— begin EXERCISE DATA —

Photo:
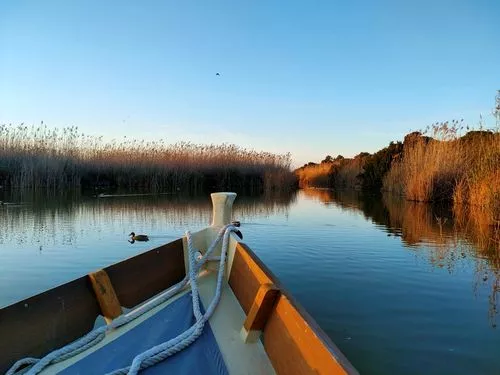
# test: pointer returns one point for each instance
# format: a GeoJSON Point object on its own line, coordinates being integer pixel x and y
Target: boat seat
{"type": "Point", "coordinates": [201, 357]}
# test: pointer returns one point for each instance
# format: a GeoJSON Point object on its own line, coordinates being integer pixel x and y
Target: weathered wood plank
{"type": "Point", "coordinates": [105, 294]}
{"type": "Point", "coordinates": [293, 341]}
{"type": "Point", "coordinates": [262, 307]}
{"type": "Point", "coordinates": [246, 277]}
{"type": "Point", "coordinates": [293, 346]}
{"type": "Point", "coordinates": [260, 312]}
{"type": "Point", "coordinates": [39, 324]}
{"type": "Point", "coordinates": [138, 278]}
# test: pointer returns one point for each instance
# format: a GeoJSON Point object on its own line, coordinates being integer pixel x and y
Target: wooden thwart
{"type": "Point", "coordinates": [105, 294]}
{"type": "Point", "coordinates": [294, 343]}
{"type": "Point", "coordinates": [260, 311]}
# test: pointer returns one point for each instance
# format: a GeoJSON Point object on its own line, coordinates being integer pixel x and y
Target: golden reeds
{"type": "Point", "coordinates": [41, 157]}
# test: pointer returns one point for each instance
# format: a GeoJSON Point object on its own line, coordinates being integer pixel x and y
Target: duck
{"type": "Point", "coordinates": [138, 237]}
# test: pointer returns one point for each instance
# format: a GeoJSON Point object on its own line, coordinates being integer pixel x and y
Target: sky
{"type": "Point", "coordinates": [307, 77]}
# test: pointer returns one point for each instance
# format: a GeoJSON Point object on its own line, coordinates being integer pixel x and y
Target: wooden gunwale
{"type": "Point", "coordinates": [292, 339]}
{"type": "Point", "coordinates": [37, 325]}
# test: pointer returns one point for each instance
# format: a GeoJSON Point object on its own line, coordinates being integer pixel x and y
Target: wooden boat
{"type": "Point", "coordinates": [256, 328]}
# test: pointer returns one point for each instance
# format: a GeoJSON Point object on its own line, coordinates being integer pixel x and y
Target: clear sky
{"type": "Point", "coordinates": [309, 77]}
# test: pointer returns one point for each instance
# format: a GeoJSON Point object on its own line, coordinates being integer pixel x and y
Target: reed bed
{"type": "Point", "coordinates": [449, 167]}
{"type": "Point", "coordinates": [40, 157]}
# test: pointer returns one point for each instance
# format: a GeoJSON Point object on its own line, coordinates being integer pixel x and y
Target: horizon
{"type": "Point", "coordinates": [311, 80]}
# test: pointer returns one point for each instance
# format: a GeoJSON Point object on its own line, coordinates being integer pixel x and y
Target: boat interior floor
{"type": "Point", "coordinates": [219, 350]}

— end EXERCISE DATA —
— begin EXERCISE DATA —

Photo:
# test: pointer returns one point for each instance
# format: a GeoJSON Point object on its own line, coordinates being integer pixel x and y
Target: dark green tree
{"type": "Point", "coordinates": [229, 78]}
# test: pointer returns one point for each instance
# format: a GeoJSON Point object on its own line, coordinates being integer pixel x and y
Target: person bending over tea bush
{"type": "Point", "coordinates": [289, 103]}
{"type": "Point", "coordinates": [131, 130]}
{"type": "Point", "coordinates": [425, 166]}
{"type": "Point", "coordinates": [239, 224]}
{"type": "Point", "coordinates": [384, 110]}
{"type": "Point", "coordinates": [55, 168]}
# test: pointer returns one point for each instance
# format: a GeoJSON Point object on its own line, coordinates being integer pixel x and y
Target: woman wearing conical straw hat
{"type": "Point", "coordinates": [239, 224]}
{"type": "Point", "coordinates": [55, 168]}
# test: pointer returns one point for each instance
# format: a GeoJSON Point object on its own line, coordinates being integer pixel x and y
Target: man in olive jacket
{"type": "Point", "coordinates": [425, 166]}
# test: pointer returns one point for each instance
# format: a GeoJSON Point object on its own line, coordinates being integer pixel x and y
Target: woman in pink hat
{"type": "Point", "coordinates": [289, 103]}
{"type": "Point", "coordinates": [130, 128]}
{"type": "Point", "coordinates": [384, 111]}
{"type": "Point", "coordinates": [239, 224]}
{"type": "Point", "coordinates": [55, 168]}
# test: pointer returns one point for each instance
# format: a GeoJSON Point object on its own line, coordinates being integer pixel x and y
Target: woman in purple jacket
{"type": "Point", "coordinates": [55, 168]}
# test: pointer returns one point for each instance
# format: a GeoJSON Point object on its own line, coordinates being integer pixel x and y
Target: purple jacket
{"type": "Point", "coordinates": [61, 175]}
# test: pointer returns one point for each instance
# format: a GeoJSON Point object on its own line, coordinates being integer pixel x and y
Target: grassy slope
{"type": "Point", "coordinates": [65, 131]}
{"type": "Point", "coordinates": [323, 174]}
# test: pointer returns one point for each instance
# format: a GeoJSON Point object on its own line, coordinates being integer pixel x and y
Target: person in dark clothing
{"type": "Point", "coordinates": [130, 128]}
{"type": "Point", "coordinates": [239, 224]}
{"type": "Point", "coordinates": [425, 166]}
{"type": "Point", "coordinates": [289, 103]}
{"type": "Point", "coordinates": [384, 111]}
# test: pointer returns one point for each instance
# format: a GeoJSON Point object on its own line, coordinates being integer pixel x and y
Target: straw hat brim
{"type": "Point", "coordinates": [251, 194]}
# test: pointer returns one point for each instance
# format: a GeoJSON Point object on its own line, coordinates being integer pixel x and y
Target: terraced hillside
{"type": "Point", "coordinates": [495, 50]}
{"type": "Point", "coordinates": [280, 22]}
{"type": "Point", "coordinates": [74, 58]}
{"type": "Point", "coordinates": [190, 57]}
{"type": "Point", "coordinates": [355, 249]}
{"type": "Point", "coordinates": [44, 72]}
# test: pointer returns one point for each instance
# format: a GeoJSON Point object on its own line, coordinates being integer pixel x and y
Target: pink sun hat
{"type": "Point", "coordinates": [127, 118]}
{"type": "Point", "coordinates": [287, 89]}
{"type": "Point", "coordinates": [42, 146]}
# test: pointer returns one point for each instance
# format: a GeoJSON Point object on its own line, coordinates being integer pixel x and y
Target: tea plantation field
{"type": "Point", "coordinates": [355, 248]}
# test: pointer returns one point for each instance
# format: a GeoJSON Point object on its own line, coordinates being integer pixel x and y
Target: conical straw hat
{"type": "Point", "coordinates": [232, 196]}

— end EXERCISE DATA —
— begin EXERCISE DATA —

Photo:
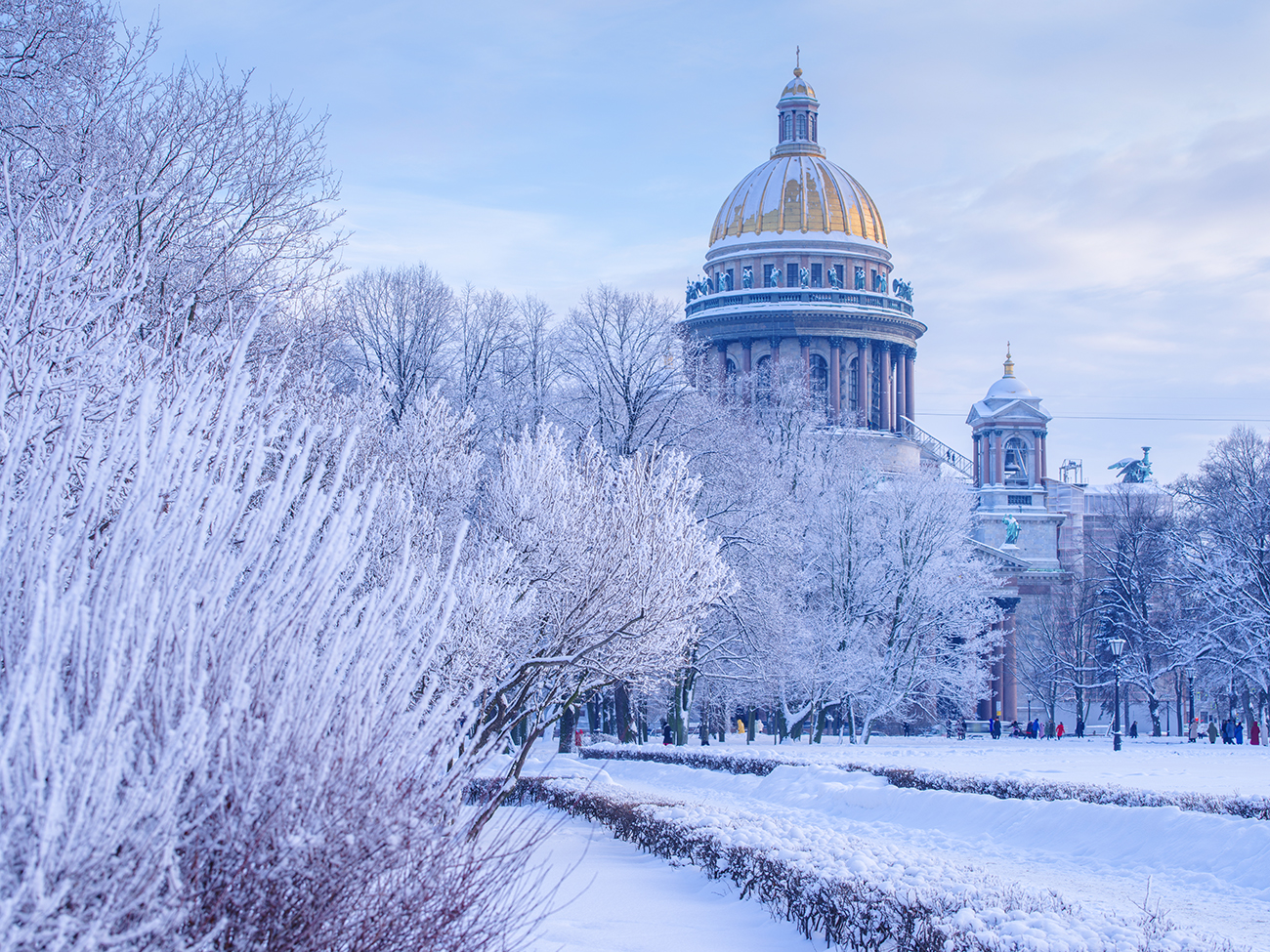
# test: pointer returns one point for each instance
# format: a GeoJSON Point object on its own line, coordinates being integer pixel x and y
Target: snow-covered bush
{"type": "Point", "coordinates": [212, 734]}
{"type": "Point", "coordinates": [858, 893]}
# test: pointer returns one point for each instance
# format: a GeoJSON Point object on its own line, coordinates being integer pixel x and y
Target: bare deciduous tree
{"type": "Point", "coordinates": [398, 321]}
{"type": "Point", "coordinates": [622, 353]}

— end EXERCISE DATA —

Find every line in the entries above that contains the word "pink", and copy each of those lines. Matches are case-sensitive.

RESULT FOR THIS EXERCISE:
Target: woman in pink hat
Target: pink sun hat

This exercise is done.